▸ **What you will do**
Copy exactly the stretch of data below from the line with "Target: white puppy" through the line with "Could you kindly tag the puppy's erect", including both of those lines.

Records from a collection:
☆ ☆ ☆ ☆ ☆

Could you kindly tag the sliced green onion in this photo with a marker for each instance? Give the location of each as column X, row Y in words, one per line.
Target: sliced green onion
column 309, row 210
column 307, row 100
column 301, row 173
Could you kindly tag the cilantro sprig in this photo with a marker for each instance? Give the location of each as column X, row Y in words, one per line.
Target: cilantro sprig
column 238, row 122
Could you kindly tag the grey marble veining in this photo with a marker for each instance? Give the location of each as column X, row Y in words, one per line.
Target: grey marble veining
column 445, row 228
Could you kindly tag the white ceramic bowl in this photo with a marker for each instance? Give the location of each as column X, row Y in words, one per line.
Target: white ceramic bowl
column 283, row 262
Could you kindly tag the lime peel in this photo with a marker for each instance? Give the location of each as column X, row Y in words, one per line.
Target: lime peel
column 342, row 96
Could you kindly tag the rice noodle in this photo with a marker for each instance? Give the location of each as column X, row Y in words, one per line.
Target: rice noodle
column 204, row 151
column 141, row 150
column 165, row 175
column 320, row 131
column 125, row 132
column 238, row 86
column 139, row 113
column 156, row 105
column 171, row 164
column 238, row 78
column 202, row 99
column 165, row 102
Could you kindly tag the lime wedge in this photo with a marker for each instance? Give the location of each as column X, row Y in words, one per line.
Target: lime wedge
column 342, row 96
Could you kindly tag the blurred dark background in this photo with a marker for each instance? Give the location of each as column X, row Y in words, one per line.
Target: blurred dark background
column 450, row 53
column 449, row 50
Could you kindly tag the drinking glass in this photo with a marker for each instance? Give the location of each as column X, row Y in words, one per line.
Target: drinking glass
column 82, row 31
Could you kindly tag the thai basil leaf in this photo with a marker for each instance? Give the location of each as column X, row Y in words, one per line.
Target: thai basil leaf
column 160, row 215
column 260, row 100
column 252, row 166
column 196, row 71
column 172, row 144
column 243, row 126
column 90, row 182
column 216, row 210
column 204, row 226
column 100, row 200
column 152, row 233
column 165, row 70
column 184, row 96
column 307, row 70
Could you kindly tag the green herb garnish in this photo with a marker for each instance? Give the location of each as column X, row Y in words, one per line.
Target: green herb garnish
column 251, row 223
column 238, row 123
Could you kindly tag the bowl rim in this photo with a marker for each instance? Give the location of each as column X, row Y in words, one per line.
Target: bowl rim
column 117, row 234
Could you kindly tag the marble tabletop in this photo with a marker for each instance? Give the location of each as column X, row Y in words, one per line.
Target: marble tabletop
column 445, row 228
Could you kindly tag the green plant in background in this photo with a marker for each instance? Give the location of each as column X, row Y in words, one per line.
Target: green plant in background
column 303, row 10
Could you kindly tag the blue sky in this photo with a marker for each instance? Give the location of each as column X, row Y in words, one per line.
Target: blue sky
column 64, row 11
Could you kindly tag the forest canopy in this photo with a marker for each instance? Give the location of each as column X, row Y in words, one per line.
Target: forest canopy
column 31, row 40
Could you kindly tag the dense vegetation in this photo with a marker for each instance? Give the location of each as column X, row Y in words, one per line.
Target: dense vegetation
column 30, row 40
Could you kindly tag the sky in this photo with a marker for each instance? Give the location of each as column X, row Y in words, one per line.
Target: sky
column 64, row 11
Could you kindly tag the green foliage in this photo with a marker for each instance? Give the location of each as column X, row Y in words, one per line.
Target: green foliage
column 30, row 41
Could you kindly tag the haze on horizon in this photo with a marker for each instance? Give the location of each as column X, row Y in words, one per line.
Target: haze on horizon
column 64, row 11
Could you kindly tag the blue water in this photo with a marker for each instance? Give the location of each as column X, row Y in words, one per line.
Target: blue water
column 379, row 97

☆ ☆ ☆ ☆ ☆

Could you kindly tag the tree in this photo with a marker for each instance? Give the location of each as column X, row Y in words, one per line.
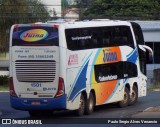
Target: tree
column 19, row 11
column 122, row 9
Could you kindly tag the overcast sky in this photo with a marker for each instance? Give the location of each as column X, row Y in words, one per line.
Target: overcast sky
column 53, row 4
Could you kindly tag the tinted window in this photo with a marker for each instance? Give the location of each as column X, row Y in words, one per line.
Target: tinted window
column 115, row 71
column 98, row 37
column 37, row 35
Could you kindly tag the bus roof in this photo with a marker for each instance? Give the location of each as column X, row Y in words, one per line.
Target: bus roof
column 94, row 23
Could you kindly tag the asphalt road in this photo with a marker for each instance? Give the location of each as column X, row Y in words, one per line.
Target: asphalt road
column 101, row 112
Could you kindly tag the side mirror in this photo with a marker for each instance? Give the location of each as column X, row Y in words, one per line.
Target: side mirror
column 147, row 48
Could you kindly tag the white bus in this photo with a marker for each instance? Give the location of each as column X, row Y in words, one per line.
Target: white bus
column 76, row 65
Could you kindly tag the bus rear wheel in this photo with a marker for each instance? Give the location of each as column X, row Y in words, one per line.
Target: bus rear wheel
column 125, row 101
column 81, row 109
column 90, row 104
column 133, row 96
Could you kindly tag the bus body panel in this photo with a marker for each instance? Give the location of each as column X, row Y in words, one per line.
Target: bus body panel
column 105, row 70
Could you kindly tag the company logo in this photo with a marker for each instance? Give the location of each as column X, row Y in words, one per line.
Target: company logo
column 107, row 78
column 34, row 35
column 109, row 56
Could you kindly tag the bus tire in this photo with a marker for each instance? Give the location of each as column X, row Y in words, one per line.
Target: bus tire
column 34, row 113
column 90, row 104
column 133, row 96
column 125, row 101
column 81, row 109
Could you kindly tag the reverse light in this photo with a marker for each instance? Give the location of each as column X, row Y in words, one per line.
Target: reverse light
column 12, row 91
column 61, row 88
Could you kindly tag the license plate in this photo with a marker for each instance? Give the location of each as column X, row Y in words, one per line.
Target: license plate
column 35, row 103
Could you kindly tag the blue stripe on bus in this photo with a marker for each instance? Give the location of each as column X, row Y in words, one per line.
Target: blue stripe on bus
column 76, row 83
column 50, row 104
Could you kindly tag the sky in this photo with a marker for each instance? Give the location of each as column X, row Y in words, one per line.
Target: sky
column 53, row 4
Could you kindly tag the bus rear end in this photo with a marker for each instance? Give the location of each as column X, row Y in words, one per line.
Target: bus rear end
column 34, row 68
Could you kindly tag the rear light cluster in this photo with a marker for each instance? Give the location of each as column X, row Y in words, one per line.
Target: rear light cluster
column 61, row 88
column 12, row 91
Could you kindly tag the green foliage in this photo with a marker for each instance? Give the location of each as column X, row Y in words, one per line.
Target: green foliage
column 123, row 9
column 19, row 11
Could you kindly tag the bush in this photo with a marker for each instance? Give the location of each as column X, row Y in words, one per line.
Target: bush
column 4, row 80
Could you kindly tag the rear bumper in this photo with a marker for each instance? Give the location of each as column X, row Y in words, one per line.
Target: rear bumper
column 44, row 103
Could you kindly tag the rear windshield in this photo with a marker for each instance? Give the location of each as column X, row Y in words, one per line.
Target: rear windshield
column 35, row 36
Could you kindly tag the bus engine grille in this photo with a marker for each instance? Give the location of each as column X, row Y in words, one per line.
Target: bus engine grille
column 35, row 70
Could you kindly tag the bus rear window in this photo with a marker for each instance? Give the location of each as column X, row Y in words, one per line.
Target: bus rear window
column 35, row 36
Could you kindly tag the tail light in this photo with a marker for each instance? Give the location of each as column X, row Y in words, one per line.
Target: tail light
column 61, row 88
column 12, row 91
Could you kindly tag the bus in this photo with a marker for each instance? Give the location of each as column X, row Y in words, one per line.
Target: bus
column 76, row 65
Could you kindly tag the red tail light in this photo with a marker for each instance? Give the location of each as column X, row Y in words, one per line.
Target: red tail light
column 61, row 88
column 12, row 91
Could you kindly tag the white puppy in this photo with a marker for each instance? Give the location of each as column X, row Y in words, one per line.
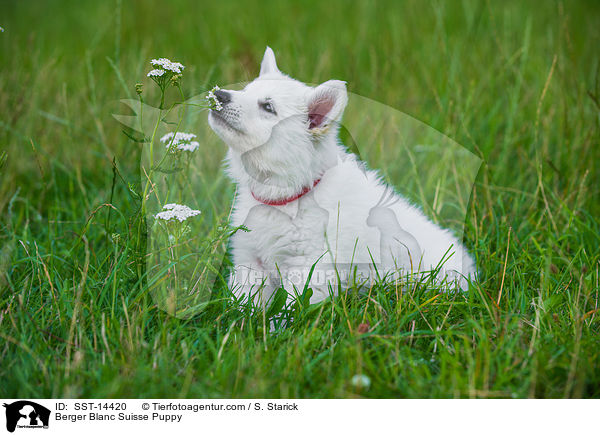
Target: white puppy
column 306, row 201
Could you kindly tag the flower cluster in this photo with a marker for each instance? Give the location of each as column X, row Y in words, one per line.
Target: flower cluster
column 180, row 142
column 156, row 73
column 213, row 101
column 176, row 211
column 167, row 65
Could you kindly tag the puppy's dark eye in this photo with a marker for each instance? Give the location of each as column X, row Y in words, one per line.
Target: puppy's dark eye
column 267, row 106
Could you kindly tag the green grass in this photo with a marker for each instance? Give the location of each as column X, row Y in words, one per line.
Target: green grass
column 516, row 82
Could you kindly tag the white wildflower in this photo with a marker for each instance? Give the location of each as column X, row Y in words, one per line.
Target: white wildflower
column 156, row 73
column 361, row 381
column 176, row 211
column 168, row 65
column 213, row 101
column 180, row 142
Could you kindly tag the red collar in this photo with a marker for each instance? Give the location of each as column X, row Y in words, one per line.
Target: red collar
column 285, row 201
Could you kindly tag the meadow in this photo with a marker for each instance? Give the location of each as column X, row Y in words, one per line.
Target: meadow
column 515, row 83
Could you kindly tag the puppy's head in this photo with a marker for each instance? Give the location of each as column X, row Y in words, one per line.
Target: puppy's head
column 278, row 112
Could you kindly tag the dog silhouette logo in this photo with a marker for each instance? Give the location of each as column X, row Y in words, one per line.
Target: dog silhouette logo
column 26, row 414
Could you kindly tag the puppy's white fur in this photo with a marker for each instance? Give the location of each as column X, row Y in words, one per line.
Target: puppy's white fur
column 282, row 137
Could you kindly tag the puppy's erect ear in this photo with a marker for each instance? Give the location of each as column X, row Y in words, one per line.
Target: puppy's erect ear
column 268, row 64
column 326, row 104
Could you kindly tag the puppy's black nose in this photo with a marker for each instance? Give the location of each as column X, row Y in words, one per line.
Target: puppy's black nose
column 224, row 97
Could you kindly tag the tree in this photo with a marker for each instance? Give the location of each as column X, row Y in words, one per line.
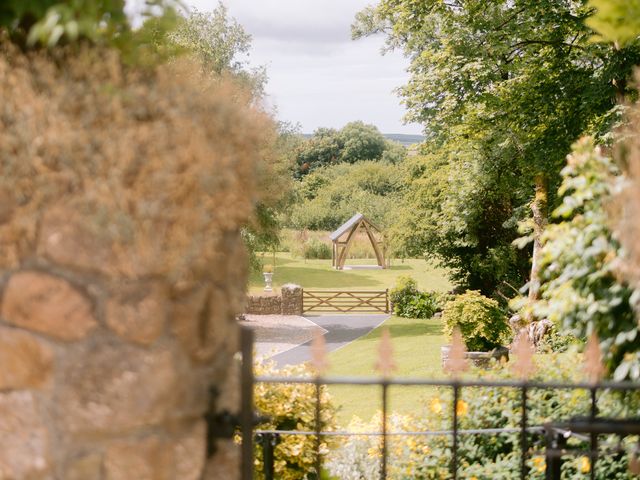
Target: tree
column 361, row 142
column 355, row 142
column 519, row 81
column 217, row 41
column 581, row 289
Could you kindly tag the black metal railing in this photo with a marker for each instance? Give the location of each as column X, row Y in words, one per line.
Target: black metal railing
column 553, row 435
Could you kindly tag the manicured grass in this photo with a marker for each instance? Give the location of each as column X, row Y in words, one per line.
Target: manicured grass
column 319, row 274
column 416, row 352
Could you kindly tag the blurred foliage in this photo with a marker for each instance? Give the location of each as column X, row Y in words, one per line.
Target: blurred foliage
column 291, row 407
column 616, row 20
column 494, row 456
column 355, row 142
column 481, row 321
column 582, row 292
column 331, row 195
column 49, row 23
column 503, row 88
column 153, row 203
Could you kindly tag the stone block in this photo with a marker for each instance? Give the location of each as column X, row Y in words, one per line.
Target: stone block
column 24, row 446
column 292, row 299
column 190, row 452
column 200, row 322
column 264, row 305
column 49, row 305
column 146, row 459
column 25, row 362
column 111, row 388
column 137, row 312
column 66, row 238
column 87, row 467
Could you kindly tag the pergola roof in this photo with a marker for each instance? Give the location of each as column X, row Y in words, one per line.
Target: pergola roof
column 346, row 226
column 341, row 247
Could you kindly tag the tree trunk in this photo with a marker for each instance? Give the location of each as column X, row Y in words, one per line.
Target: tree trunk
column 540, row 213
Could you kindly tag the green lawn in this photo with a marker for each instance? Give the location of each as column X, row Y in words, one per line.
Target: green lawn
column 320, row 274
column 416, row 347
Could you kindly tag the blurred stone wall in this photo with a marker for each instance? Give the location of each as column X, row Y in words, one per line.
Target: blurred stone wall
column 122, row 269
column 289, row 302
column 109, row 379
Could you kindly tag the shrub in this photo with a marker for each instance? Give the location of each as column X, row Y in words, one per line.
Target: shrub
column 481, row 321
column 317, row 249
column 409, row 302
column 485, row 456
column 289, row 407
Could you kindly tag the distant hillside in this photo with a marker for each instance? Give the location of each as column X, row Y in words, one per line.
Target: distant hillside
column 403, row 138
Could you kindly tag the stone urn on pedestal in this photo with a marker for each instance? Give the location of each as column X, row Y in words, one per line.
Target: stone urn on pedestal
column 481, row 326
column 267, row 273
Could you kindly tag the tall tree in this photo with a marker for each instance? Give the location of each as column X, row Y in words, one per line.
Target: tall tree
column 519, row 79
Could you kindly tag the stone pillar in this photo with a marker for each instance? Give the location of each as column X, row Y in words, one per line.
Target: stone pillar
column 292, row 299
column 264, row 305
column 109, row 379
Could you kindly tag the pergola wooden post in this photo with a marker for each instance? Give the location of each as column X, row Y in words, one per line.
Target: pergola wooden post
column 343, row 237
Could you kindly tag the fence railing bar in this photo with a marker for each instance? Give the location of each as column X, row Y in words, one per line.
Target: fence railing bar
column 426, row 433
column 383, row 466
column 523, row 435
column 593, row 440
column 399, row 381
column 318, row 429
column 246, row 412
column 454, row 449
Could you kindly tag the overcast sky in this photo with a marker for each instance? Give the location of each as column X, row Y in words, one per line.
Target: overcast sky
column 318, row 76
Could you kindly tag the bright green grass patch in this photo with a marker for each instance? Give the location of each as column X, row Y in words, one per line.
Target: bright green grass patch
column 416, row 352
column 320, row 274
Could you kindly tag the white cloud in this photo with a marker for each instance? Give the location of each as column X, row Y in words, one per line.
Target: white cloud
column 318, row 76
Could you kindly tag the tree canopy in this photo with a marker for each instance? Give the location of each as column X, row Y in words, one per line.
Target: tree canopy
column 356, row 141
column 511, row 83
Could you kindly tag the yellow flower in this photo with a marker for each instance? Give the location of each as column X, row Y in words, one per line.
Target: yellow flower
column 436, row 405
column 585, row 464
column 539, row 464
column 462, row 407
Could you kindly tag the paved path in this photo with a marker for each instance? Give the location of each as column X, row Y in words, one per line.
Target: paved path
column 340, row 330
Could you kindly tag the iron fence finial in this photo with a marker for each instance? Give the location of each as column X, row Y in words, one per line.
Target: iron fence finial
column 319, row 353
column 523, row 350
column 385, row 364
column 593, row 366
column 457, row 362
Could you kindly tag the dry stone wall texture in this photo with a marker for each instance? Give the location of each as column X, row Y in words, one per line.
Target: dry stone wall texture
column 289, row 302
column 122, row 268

☆ ☆ ☆ ☆ ☆

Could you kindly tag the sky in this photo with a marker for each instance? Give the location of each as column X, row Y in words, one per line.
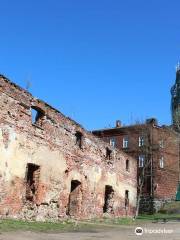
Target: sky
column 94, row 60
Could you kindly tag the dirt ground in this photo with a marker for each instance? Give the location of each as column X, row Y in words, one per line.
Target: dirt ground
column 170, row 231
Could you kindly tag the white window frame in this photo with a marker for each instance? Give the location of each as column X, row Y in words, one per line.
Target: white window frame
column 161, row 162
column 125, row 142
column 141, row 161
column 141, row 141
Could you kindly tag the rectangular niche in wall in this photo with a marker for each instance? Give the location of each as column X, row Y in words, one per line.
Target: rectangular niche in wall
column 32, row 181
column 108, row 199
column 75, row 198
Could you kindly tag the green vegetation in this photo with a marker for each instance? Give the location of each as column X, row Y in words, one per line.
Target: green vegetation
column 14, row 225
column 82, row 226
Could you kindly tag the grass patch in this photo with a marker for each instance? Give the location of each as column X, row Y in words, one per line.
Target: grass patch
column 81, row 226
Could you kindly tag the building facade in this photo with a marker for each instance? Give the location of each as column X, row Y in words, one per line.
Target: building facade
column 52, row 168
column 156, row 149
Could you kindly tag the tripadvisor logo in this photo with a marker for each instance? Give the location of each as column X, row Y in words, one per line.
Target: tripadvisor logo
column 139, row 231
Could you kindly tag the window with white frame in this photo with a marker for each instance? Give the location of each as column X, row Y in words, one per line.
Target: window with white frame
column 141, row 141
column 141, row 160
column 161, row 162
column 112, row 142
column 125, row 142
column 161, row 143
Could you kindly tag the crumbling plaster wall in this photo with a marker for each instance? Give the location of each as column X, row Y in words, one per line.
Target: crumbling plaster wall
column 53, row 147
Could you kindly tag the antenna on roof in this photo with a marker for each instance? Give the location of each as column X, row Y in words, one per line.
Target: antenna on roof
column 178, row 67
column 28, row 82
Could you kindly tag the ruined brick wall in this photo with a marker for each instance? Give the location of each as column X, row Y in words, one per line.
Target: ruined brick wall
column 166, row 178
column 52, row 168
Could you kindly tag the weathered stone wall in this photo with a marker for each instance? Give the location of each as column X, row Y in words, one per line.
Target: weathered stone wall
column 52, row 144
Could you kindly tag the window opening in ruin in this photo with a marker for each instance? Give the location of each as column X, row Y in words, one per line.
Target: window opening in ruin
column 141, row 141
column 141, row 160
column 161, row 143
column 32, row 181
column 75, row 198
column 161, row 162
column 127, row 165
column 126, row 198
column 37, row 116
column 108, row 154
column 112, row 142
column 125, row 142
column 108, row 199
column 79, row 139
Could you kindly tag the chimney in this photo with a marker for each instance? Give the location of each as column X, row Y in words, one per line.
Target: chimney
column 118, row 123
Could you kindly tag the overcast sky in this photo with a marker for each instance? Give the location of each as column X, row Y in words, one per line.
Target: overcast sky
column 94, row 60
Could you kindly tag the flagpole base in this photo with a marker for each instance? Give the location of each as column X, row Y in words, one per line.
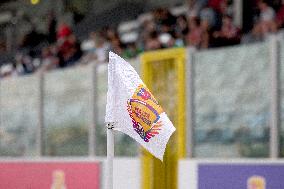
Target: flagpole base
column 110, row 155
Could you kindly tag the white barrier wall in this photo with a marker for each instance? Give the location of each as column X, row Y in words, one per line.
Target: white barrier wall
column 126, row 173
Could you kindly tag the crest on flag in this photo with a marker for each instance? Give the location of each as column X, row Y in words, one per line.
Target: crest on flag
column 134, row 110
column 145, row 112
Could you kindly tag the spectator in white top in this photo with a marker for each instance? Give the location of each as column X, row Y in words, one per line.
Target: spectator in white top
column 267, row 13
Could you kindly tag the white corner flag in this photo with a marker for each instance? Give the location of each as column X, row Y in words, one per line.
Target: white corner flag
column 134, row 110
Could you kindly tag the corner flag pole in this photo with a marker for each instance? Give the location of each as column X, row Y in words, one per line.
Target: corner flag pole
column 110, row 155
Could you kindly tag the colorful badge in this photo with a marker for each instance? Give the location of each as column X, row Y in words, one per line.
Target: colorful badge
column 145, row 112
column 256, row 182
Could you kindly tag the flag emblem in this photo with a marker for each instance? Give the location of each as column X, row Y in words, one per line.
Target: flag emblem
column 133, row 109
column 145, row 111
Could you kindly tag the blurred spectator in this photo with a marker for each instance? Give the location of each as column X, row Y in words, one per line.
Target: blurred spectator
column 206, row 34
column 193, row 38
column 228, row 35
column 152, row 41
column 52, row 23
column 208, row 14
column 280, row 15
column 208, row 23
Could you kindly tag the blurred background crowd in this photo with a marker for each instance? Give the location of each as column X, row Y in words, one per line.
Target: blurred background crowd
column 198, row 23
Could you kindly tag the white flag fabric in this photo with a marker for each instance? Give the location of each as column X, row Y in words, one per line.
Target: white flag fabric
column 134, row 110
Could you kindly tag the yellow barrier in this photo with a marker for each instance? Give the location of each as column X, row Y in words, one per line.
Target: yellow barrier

☆ ☆ ☆ ☆ ☆

▸ **Final answer**
Target: white puppy
column 306, row 201
Could you kindly tag the flower cluster in this photo with a marker for each instance? Give the location of each as column X, row Y in words, one per line.
Target: flower cluster
column 180, row 142
column 156, row 73
column 213, row 101
column 176, row 211
column 167, row 65
Could you kindly tag the puppy's dark eye in this photo with a marker for each instance? Give the location of each as column X, row Y in words, one per line.
Target: puppy's dark eye
column 267, row 106
Could you kindly tag the green grass in this photo with a marker for each instance? Give the location of each as column X, row Y in words, one per line.
Target: green grass
column 516, row 82
Could you kindly tag the white wildflower in this photo with a marker for each instance? Give the location of each as column X, row Y in words, one per line.
Target: white wildflower
column 156, row 73
column 361, row 381
column 176, row 211
column 168, row 65
column 213, row 101
column 180, row 142
Could you kindly tag the red collar in this photo with a marker for each instance? Give the location of each as column X, row Y in words, one per line.
Target: red collar
column 285, row 201
Could you kindly tag the meadow in this photo with a marker for each instance? Give the location of each as column X, row Y in words, one per line.
Target: meadow
column 515, row 83
Could you kindly tag the puppy's head in this photo with a marker for each instance? Give the location of each as column X, row Y in words, one per line.
Target: puppy's head
column 278, row 112
Could you kindly tag the dog silhouette logo in this photo with a marker for each instance? Give the location of each as column X, row Y in words, one per line.
Target: dog silhouette logo
column 26, row 414
Could you kindly tag the puppy's white fur in this photo with a marker for each instance? Give the location of each as column X, row Y in words, one per line.
Target: puppy's white fur
column 282, row 137
Could you kindly tag the puppy's erect ear in this photo with a marker for each instance? Give the location of each as column X, row Y in words, one per line.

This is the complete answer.